## start SELECTED PASSAGE
Scientists have long posited that water arrived on our planet via ice-filled comets and asteroids, but new research identifies an additional point of origin for the life-sustaining liquid: solar nebula, or clouds of gas and dust lingering in the universe following the sun’s formation.

The chemical formula behind water is deceptively simple. Take two parts hydrogen and one part oxygen, then combine into a molecule bearing a distinct resemblance to Mickey Mouse. “Because … oxygen is abundant,” Steven Desch, study co-author and astrophysicist at Arizona State University, explains in a statement, “any source of hydrogen could have served as the origins of Earth’s water.”

As Chelsea Gohd writes for Discover magazine, hydrogen gas held within the solar nebula was incorporated into planets’ interiors during their formation. Although much of this hydrogen remains trapped in our planet’s core, the team’s analysis suggests that a small portion managed to escape, eventually contributing the building blocks of one out of every 100 water molecules found on Earth, according to the new study published in the Journal of Geophysical Research: Planets.

Until now, researchers citing the two most commonly accepted sources of water—asteroids and comets—based their assessments on ocean water and asteroids’ chemical signatures, which contain similar ratios of deuterium, a heavy hydrogen isotope, and normal hydrogen. But as Nick Carne reports for Cosmos, samples collected from deep within the Earth’s interior, near the boundary between the core and mantle, exhibit lower levels of deuterium, pointing toward the gas’ non-asteroidal origins.

“Earth must have started with some extra source of hydrogen that has lower deuterium-to-hydrogen than asteroids,” Desch tells Popular Science’s Neel V. Patel. “The only possible source is solar nebula gas.”

According to Patel, the scientists’ leading theory surrounds early interactions between water-logged asteroids, which crashed into each other to form planetary embryos complete with an external layer of magma, and hydrogen-heavy solar nebula gas. When the solar nebula encountered these burgeoning planets’ magma, it began creating an atmosphere, sending dissolved hydrogen beyond the magma to the embryos’ interior. Thanks to a process known as isotopic fractionation, normal hydrogen kept moving deep into the core, while the deuterium isotopes remained in the mantle. Continued merging with smaller embryos and other celestial bodies eventually enabled Earth to gain enough water and mass to reach its final size.

These asteroid impacts generated the majority of the planet’s water, Mindy Weisberger reports for Live Science, but a small portion—relatively speaking, as the quantity of water nestled within Earth is actually high enough to form several oceans—found close to the core appears to originate from the hydrogen produced by the solar nebula.

Desch tells Popular Science that the team’s findings could help scientists better explore the habitability of other worlds.

“Even planets that form far away from sources of water-rich asteroids may still have water,” he says. “Not as much as Earth, perhaps, but there is a floor of about 0.1 to 0.2 oceans' worth of hydrogen [applicable to Venus and many other exoplanets]. To the extent the model is verified, it strongly supports the idea of rapid planetary growth.”
## end SELECTED PASSAGE
## start GIVEN DATA
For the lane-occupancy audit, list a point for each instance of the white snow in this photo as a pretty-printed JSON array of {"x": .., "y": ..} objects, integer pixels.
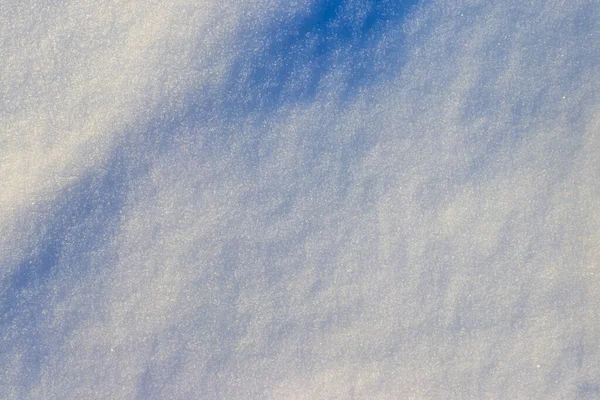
[{"x": 256, "y": 199}]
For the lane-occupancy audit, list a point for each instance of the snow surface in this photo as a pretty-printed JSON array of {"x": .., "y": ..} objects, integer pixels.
[{"x": 309, "y": 199}]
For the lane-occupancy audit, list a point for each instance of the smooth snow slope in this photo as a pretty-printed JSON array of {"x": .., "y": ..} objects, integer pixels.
[{"x": 311, "y": 199}]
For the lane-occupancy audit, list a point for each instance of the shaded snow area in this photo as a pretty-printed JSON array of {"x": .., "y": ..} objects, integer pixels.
[{"x": 309, "y": 199}]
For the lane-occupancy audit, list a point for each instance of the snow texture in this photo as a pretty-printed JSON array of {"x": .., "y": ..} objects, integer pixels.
[{"x": 311, "y": 199}]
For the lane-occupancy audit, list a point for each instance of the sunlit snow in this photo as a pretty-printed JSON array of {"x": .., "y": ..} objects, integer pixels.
[{"x": 310, "y": 199}]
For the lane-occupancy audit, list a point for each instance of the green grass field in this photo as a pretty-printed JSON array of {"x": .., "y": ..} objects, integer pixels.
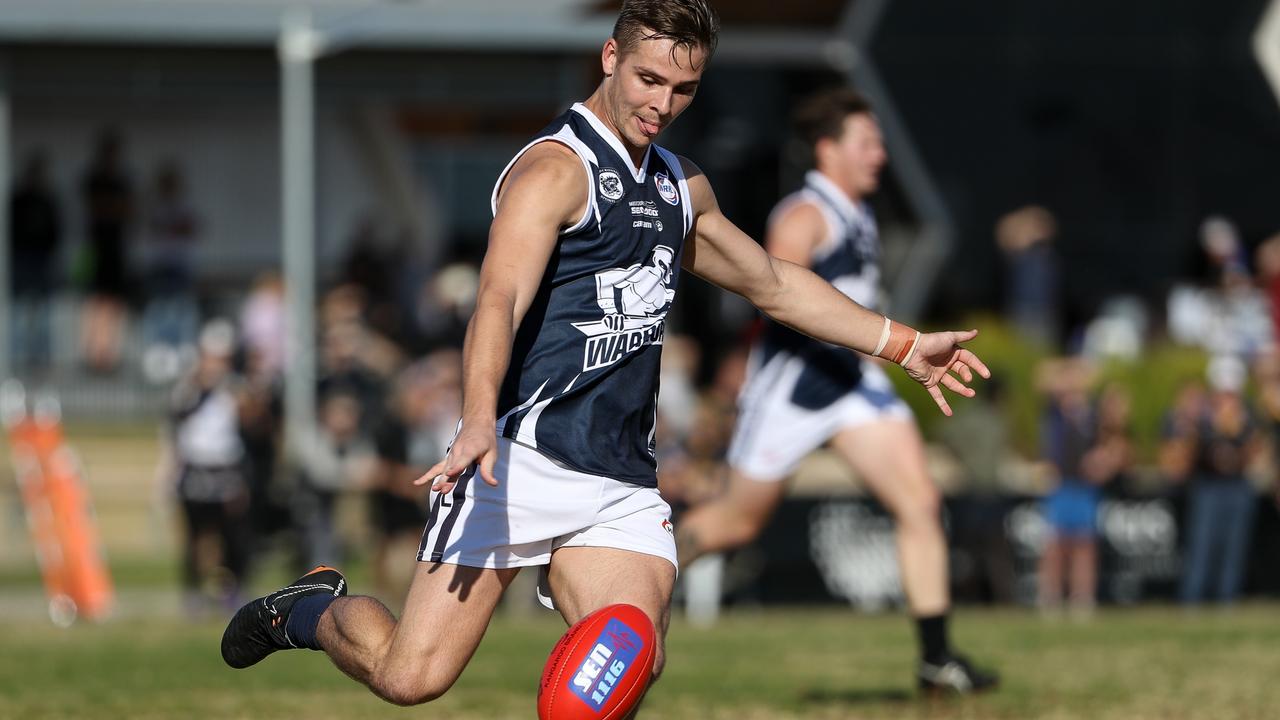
[
  {"x": 786, "y": 664},
  {"x": 1155, "y": 662}
]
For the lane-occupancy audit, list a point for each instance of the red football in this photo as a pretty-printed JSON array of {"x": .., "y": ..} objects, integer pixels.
[{"x": 600, "y": 668}]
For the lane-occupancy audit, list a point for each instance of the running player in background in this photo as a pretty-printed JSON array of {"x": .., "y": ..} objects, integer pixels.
[
  {"x": 553, "y": 464},
  {"x": 801, "y": 393}
]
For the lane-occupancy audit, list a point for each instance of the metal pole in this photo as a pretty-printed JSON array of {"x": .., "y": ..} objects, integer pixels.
[
  {"x": 298, "y": 48},
  {"x": 923, "y": 264},
  {"x": 5, "y": 241}
]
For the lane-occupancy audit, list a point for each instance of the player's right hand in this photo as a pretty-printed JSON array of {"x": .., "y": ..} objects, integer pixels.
[
  {"x": 471, "y": 447},
  {"x": 937, "y": 356}
]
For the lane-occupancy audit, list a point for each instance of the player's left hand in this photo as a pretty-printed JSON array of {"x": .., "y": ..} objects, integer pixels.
[
  {"x": 940, "y": 361},
  {"x": 478, "y": 446}
]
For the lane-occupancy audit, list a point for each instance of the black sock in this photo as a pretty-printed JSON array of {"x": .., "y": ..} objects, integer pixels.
[
  {"x": 305, "y": 618},
  {"x": 933, "y": 637}
]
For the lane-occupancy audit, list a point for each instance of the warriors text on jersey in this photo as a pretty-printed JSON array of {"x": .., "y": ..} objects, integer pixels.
[
  {"x": 849, "y": 259},
  {"x": 583, "y": 382}
]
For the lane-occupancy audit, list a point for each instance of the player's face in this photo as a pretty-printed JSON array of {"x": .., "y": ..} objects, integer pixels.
[
  {"x": 859, "y": 154},
  {"x": 649, "y": 86}
]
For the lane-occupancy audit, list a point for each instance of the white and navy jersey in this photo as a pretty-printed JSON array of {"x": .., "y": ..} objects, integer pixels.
## end GIVEN DATA
§ EXERCISES:
[1] Repeat the part of the article on the origin of Earth's water that begins with "Until now, researchers" and goes on through "gas’ non-asteroidal origins.".
[2] Tally the lines of the records that contain the string "player", counting case as it appears, and reply with only the number.

§ SOLUTIONS PER TASK:
[1]
Until now, researchers citing the two most commonly accepted sources of water—asteroids and comets—based their assessments on ocean water and asteroids’ chemical signatures, which contain similar ratios of deuterium, a heavy hydrogen isotope, and normal hydrogen. But as Nick Carne reports for Cosmos, samples collected from deep within the Earth’s interior, near the boundary between the core and mantle, exhibit lower levels of deuterium, pointing toward the gas’ non-asteroidal origins.

[2] 4